▶ **Task description**
Quote every line of the listing below word for word.

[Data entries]
━━━━━━━━━━━━━━━━━━━━

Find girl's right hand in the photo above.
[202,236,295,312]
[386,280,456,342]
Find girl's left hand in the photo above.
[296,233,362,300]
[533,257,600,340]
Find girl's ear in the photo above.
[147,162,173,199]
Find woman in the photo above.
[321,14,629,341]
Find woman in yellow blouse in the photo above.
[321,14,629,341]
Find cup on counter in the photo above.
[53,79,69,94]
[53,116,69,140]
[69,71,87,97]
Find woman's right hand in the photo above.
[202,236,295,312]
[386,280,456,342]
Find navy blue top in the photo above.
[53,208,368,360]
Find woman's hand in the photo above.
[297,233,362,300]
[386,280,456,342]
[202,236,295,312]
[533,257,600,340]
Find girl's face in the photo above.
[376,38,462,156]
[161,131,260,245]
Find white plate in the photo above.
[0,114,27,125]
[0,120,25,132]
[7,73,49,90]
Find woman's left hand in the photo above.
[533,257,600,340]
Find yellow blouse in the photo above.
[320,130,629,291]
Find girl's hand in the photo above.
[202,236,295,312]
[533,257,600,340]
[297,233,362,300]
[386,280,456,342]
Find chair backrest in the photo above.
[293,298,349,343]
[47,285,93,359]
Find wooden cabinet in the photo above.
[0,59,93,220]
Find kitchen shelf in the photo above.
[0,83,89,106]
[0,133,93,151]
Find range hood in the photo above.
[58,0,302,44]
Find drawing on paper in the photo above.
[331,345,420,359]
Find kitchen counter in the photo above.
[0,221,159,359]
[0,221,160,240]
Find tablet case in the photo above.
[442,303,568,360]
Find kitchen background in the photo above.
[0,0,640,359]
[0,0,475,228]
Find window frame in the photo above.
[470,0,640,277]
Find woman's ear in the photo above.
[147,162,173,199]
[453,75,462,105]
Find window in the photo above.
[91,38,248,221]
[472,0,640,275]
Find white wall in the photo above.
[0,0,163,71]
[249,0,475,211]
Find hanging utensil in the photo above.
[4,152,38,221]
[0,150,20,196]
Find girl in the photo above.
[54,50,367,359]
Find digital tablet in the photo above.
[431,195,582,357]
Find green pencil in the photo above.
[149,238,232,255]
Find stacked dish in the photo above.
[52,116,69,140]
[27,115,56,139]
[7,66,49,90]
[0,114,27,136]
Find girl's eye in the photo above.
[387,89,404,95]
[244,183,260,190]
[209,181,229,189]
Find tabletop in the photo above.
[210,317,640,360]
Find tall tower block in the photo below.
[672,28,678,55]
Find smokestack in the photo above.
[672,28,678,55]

━━━━━━━━━━━━━━━━━━━━

▶ **Final answer**
Find girl's right hand in the photo above.
[202,236,295,312]
[386,280,456,342]
Find girl's left hand in the photo above.
[296,233,362,300]
[533,257,600,340]
Find girl's ear in the photo above.
[147,162,173,199]
Find woman in the photo above.
[321,14,629,341]
Find woman in yellow blouse in the photo above.
[321,14,629,341]
Find cup on counter in the photo above.
[53,79,69,94]
[53,116,69,140]
[69,71,87,97]
Find woman's right hand in the photo above.
[202,236,295,312]
[386,280,456,342]
Find navy blue top in the photo above.
[53,208,368,360]
Find woman's hand in the photo above.
[297,233,362,300]
[386,280,456,342]
[202,236,295,312]
[533,257,600,340]
Find girl's face in the photo above.
[376,38,462,156]
[161,131,260,245]
Find white plate in the photo above.
[0,114,27,125]
[0,120,25,132]
[7,73,49,90]
Find woman's left hand in the photo above.
[533,257,600,340]
Find yellow blouse in the photo above.
[320,130,629,291]
Find girl's hand in the photo above.
[202,236,295,312]
[533,257,600,340]
[297,233,362,300]
[386,280,456,342]
Find chair backrest in the photo above.
[293,298,349,343]
[47,285,93,359]
Find wooden cabinet in the photo above.
[0,59,93,220]
Find kitchen shelf in the photo above.
[0,83,89,106]
[0,133,93,151]
Find range hood in the photo above.
[58,0,302,44]
Find drawing on paper in the photo above.
[331,345,420,359]
Find kitchen counter in the photo above.
[0,221,159,359]
[0,221,160,240]
Find tablet case in the photo above.
[442,303,568,360]
Find kitchen background in the photo above.
[0,0,640,359]
[0,0,475,228]
Find window frame in the photo above.
[470,0,640,277]
Find woman's ear in the photo above.
[147,162,173,199]
[453,75,462,105]
Find window in the photo above.
[91,38,248,221]
[472,0,640,275]
Find white wall in the photo above.
[0,0,163,71]
[249,0,475,211]
Find hanging utensil in the photo above.
[4,152,38,221]
[0,150,20,196]
Find girl in the photo above.
[54,50,367,359]
Find digital tablet in the photo above.
[431,195,582,357]
Find green pencil in the photo above.
[149,238,232,255]
Find stacked dish in the photo above.
[52,116,69,140]
[27,115,56,139]
[7,66,49,90]
[0,114,27,136]
Find girl's eye in the photo above.
[387,89,404,95]
[244,183,260,190]
[209,181,229,189]
Find tabletop in the photo above.
[210,317,640,360]
Find tall tower block in the photo below.
[672,28,678,55]
Find smokestack in the photo above.
[672,28,678,55]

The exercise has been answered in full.